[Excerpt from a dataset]
[start]

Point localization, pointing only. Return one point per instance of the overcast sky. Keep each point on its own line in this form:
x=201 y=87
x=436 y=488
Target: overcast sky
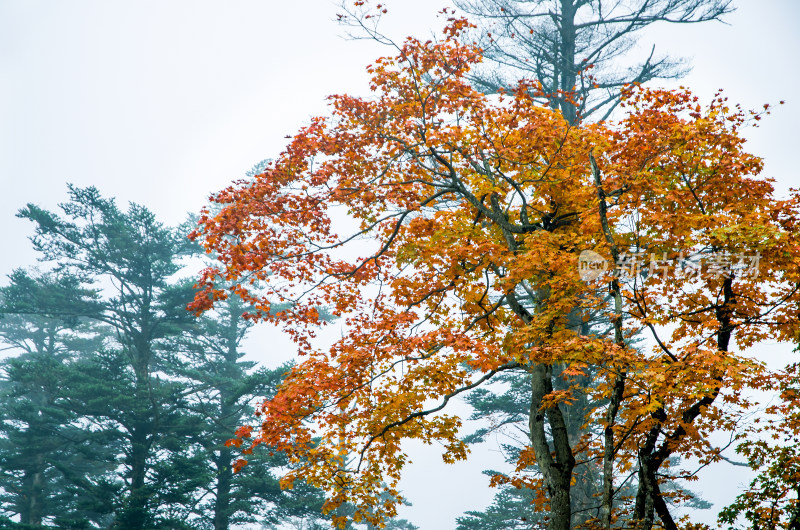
x=163 y=102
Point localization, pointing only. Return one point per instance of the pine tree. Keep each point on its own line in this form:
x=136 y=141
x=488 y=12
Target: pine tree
x=50 y=464
x=130 y=258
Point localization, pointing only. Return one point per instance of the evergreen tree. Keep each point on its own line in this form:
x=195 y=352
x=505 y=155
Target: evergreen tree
x=130 y=258
x=49 y=463
x=224 y=390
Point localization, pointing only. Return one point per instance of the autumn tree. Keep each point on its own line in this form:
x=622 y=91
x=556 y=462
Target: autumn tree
x=471 y=214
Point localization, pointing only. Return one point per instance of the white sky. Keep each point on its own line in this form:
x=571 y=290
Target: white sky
x=164 y=102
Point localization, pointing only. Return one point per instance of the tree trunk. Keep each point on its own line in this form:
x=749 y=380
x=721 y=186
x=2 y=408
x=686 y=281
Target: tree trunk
x=556 y=466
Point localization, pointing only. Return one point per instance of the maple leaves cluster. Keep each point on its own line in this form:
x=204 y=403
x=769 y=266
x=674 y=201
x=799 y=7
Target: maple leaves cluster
x=443 y=227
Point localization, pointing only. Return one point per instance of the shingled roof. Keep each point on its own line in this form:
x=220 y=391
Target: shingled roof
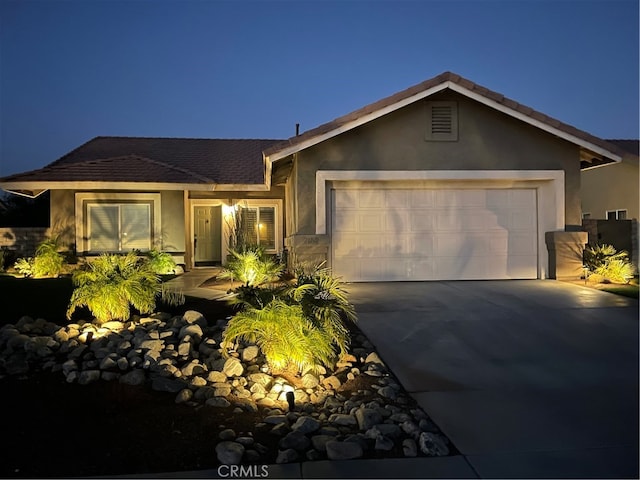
x=429 y=87
x=158 y=160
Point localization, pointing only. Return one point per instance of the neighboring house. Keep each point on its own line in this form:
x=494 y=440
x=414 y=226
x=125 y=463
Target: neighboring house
x=611 y=193
x=444 y=180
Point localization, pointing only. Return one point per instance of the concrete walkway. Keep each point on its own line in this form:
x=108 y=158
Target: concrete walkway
x=189 y=284
x=529 y=379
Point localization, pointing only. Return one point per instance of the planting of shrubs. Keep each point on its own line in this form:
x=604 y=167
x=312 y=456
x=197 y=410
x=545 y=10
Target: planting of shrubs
x=298 y=327
x=606 y=263
x=111 y=284
x=161 y=263
x=48 y=262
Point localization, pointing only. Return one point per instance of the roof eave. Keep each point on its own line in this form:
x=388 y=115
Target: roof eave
x=24 y=187
x=314 y=140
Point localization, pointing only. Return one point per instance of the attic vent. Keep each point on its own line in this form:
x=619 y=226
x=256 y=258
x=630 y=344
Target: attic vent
x=442 y=121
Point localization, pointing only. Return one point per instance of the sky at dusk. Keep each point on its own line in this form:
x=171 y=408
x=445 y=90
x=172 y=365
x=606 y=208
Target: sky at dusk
x=72 y=70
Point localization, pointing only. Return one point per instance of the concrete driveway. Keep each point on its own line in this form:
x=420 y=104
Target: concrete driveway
x=534 y=379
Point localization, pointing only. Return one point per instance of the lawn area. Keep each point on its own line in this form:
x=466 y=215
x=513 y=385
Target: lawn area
x=36 y=297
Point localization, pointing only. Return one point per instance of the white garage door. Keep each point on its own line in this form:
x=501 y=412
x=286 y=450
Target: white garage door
x=439 y=234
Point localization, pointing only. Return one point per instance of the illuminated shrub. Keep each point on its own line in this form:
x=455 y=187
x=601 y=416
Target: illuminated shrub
x=252 y=268
x=111 y=284
x=286 y=337
x=300 y=326
x=605 y=262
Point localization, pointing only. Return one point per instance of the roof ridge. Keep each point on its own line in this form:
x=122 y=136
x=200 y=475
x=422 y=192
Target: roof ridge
x=180 y=138
x=444 y=77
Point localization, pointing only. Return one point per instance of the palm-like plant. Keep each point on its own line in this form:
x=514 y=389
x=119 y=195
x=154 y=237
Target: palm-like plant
x=251 y=268
x=111 y=284
x=285 y=335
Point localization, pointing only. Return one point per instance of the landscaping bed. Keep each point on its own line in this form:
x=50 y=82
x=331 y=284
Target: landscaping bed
x=56 y=427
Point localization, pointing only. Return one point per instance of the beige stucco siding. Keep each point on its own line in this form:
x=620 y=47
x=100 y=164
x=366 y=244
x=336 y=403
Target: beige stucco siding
x=487 y=140
x=62 y=210
x=612 y=187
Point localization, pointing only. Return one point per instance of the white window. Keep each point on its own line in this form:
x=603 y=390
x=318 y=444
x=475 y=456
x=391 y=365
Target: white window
x=617 y=214
x=259 y=224
x=119 y=227
x=117 y=222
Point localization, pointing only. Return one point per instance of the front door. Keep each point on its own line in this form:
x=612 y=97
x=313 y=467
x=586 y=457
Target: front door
x=207 y=234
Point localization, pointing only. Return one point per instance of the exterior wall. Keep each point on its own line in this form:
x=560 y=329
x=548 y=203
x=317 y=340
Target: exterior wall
x=172 y=212
x=227 y=198
x=22 y=240
x=612 y=187
x=487 y=140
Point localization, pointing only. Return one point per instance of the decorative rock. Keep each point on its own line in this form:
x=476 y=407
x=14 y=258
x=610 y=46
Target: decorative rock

[end]

Stated task: Retype the entire listing above word for word, leaving out the pictures.

Task response:
Point localization, pointing only. Return one point per instance of the overcast sky. Keep each point on its own line in this form:
x=201 y=87
x=436 y=488
Target: overcast sky
x=163 y=102
Point localization, pointing only. Return one point per instance of the pine tree. Keep each point on its own line in this form:
x=136 y=141
x=488 y=12
Target: pine tree
x=50 y=464
x=130 y=258
Point localization, pointing only. Return one point per instance of the evergreen tree. Keep each point on its own line in this form:
x=195 y=352
x=505 y=155
Target: evergreen tree
x=130 y=258
x=49 y=463
x=224 y=390
Point localization, pointing only. Return one point per instance of the autumn tree. Keep each point on its own line in this form:
x=622 y=91
x=556 y=462
Target: autumn tree
x=471 y=214
Point localization, pointing only. Return one point per instance of the white sky. Keep each point on its own line in this form:
x=571 y=290
Target: white sky
x=164 y=102
Point localization, pointing only. Return one point per instance of the tree trunk. Keep each point on its own line in this form:
x=749 y=380
x=721 y=186
x=2 y=408
x=686 y=281
Target: tree trunk
x=556 y=466
Point localization, pointing only. Return one point per instance of the maple leaves cluster. Keep each point on its own line in this form:
x=204 y=403
x=769 y=266
x=674 y=201
x=799 y=7
Target: maple leaves cluster
x=443 y=227
Point localization, pointing only. Return one point per instance of the shingled roof. Keep each point on its own line in this form:
x=220 y=391
Target: shingled roof
x=429 y=87
x=158 y=160
Point localization, pointing only. Return one point per instance of the neighboring house. Keep each point on its own line in this form:
x=494 y=440
x=414 y=226
x=125 y=463
Target: neighboring house
x=611 y=193
x=444 y=180
Point localization, pointing only. Return one point per instance of the concrete walkway. Keep each point on its own line in this form:
x=108 y=158
Target: concrete walkway
x=189 y=284
x=529 y=379
Point localization, pointing only. Return one point per instance of the planting of shrubs. Keep each point on its own line in this form:
x=604 y=167
x=312 y=456
x=197 y=410
x=545 y=10
Target: planting of shrubs
x=298 y=327
x=606 y=263
x=111 y=284
x=161 y=263
x=48 y=262
Point localization, pointing only. Return one point per instance of the roof eave. Keep each point on its own line in this form:
x=388 y=115
Target: roof eave
x=24 y=187
x=314 y=140
Point localization, pointing only. Return one point per instance of the attic vent. Keep each point on its own line in this form:
x=619 y=226
x=256 y=258
x=630 y=344
Target: attic vent
x=442 y=121
Point localization, pointing only. Return one point per instance of the sky at dusk. Keep each point on its own line in this form:
x=171 y=408
x=445 y=90
x=172 y=365
x=606 y=208
Target: sky at dusk
x=72 y=70
Point localization, pointing only. Return one point per instance of the concrete driveway. Keep each point on its own line in this form:
x=420 y=104
Target: concrete driveway
x=534 y=379
Point localization, pointing only. Return one point per instance of the lawn area. Keep each point on its own line in this form:
x=466 y=215
x=513 y=385
Target: lawn area
x=36 y=297
Point localization, pointing only. Return one point per instance of the white garage door. Keep each point on its own line in this form:
x=501 y=412
x=286 y=450
Target: white garage door
x=439 y=234
Point localization, pointing only. Return one point per instance of the illuminated shrub. Keep each point on its own line in this form:
x=455 y=187
x=601 y=416
Target: illuminated shrub
x=252 y=268
x=111 y=284
x=286 y=337
x=300 y=326
x=605 y=262
Point localization, pointing only. Return one point per instance of the roof ridge. Keep each point on its own line in this form:
x=122 y=136
x=200 y=475
x=422 y=192
Target: roof ridge
x=180 y=138
x=444 y=77
Point localization, pointing only. Return one point per instance of the palm-like plant. Keep each point on its own line in this form:
x=514 y=389
x=119 y=195
x=154 y=237
Target: palm-like plant
x=251 y=268
x=111 y=284
x=285 y=335
Point localization, pointing only. Return one point per instance of the landscaping bed. Keep each point on its own line in this form:
x=50 y=82
x=331 y=284
Target: landscaping bed
x=56 y=427
Point localization, pointing only. Return one point per instance of the beige stucco siding. Keep each point on its own line in this form:
x=620 y=47
x=100 y=164
x=366 y=244
x=336 y=403
Target: beige stucco siding
x=487 y=140
x=62 y=210
x=612 y=187
Point localization, pointing only. Return one point per instance of the white window. Keep each point on its own line in this form:
x=603 y=390
x=318 y=444
x=475 y=456
x=391 y=365
Target: white window
x=617 y=214
x=259 y=224
x=119 y=227
x=117 y=222
Point localization, pointing only. Return one point per instance of the front door. Keep each point on its own line in this form:
x=612 y=97
x=313 y=467
x=586 y=457
Target: front door
x=207 y=234
Point localization, pointing only. Return one point per instance of the exterior wall. Keep each point on its own line in this form:
x=560 y=329
x=548 y=203
x=317 y=340
Target: exterior wall
x=172 y=212
x=227 y=198
x=22 y=240
x=612 y=187
x=487 y=140
Point localization, pointing only. Return one point per instance of the decorative rock. Keep each point on its own line in this form:
x=476 y=407
x=14 y=258
x=610 y=46
Target: decorative rock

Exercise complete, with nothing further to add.